▸ Problem 1
Answer these questions about the post on the Essentialities:
(a) Which message number is the post replying to?
(b) Within which company does Don Dwiggins ask which essentialities were impaired?
(c) Which two essentialities receive his "vote"?

Practical exercises in the Essentialities LO28244

From: AM de Lange (amdelange@postino.up.ac.za)
Date: 04/16/02


Replying to LO28166 --

Dear Organlearners,

Don Dwiggins <d.l.dwiggins@computer.org> writes:

>Question: which were the primary essentialities that
>were impaired within Enron to allow things to get as
>bad as they did? My "vote" is for spareness and
>otherness:
>Spareness, because they failed to appreciate the limits
>of their ability to cover one bad bet with another;
>Otherness, because they allowed themselves to develop
>an insular state of mind that kept them from being able
>to see the warning signals from an outsider's point of
>view.

Greetings dear Dwig,

Your "because they allowed themselves to develop an insular state of mind
that kept them from being able to see the warning signals from an
outsider's point of view" shows how intricately the 7Es are woven into
each other.

Collected data entries:
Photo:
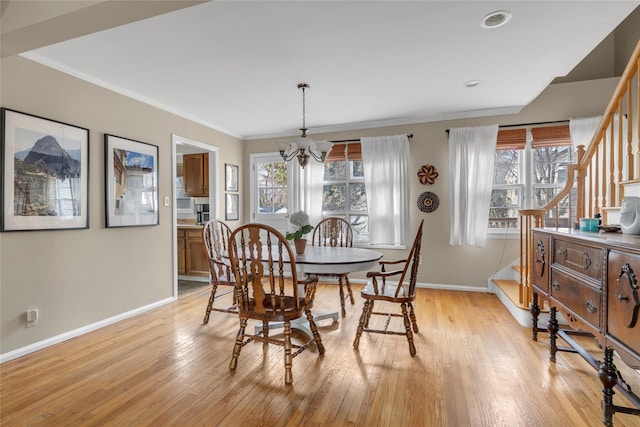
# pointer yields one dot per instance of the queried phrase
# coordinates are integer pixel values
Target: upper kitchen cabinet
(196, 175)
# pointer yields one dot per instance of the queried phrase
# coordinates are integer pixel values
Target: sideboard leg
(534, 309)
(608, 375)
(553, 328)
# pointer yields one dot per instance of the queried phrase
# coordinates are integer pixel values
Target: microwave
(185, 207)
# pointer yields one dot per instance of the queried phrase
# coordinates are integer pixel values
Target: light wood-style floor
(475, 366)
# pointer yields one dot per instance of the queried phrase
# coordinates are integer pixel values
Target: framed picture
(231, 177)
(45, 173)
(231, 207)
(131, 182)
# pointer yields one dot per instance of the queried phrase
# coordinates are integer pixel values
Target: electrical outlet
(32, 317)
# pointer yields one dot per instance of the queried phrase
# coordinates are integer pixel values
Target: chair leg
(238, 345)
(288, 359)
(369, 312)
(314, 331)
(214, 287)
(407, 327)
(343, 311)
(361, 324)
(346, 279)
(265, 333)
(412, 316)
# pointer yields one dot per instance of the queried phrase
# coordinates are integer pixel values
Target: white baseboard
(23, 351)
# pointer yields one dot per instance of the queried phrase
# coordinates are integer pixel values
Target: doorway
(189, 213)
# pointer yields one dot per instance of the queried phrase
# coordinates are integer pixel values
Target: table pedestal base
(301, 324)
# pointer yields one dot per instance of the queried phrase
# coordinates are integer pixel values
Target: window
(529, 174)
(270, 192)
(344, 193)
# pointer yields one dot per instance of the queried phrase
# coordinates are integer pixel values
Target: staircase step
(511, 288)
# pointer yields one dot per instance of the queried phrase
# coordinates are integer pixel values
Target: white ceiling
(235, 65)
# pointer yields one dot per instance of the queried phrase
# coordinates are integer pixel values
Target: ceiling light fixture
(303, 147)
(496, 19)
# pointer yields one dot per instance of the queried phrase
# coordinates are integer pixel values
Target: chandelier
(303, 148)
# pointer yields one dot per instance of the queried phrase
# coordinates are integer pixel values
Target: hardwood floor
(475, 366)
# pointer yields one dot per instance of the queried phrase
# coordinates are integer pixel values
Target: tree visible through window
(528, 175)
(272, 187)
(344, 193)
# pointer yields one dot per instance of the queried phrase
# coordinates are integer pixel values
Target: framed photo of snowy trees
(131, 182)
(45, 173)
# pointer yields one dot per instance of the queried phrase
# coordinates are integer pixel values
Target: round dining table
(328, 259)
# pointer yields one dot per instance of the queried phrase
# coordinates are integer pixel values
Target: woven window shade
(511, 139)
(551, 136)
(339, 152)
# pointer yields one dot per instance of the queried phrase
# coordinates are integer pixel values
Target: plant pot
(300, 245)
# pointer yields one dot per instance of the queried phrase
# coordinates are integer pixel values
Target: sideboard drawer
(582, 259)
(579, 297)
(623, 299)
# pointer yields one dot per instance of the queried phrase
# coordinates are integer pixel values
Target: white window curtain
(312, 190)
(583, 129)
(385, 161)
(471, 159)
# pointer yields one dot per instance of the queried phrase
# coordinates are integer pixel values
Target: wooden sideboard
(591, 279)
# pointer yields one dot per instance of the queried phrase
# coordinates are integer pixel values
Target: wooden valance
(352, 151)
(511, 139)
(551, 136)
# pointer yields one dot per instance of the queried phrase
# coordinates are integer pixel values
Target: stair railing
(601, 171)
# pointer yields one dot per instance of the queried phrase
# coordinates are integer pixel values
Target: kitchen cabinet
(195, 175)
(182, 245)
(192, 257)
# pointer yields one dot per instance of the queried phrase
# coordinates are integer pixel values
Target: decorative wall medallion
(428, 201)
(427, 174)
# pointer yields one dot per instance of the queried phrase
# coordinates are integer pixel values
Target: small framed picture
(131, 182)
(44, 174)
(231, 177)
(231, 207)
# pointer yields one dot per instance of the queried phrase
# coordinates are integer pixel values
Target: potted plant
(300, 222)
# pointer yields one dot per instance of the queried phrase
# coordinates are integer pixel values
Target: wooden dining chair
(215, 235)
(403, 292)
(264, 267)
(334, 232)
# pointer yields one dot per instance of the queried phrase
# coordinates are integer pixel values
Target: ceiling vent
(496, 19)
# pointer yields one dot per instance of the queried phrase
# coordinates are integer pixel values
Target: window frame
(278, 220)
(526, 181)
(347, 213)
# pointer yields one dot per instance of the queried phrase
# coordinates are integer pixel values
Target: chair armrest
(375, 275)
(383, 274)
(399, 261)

...

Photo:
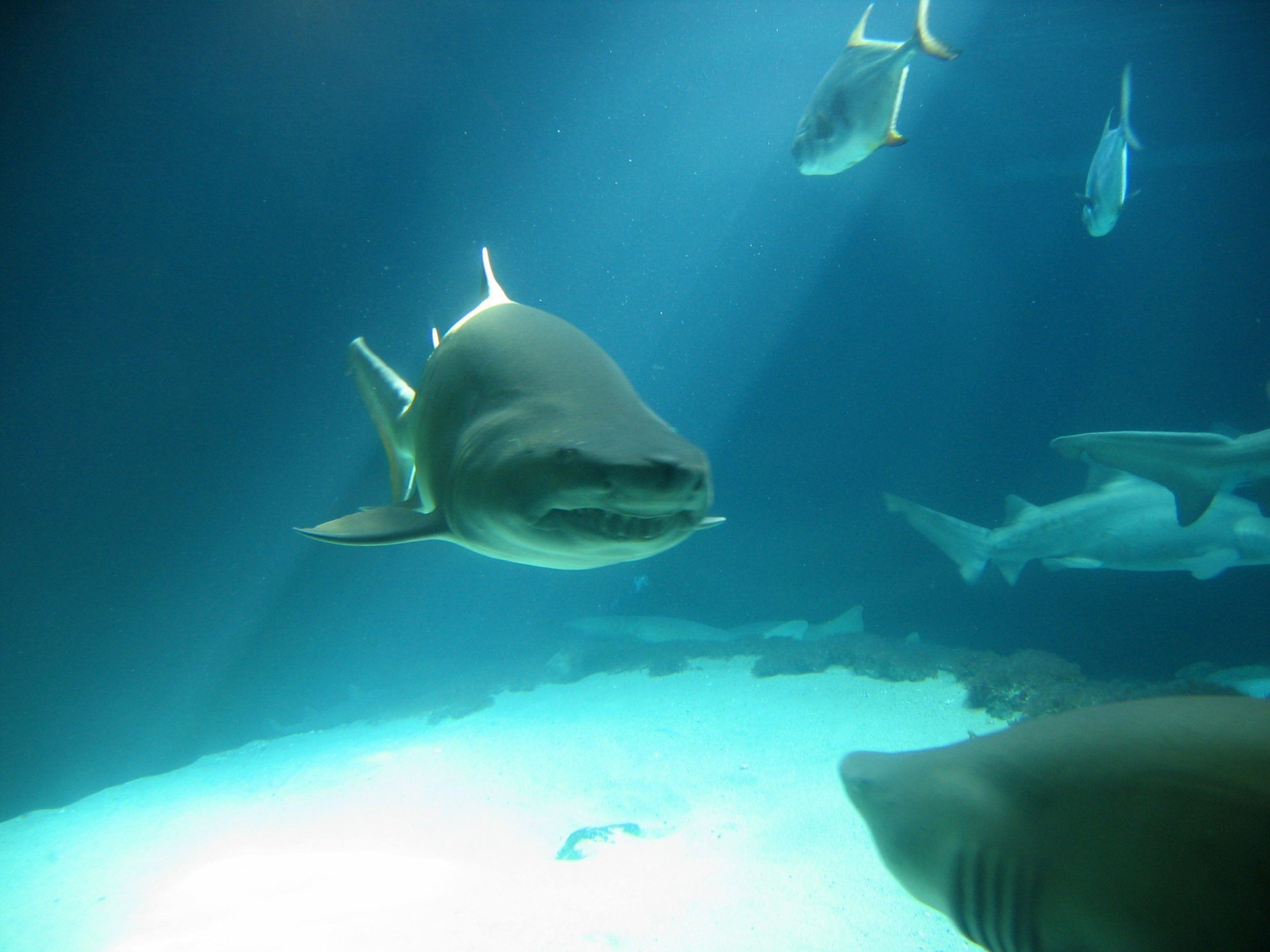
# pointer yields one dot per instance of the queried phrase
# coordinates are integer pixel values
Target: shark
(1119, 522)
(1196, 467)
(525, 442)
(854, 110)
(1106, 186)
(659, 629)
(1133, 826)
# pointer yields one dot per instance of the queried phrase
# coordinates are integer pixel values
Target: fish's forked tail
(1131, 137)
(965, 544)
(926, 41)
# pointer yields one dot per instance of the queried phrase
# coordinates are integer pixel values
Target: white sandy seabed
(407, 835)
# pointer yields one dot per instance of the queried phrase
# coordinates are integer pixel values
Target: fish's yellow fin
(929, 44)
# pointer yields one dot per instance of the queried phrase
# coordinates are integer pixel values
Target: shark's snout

▸ Problem 2
Locate every line in the records above that contains the string "chair", and copy each such line. Case counts.

▸ Task answer 1
(a) LO28166
(b) Enron
(c) Spareness and otherness

▸ Task answer 2
Target: chair leg
Target: wooden dining chair
Target: chair armrest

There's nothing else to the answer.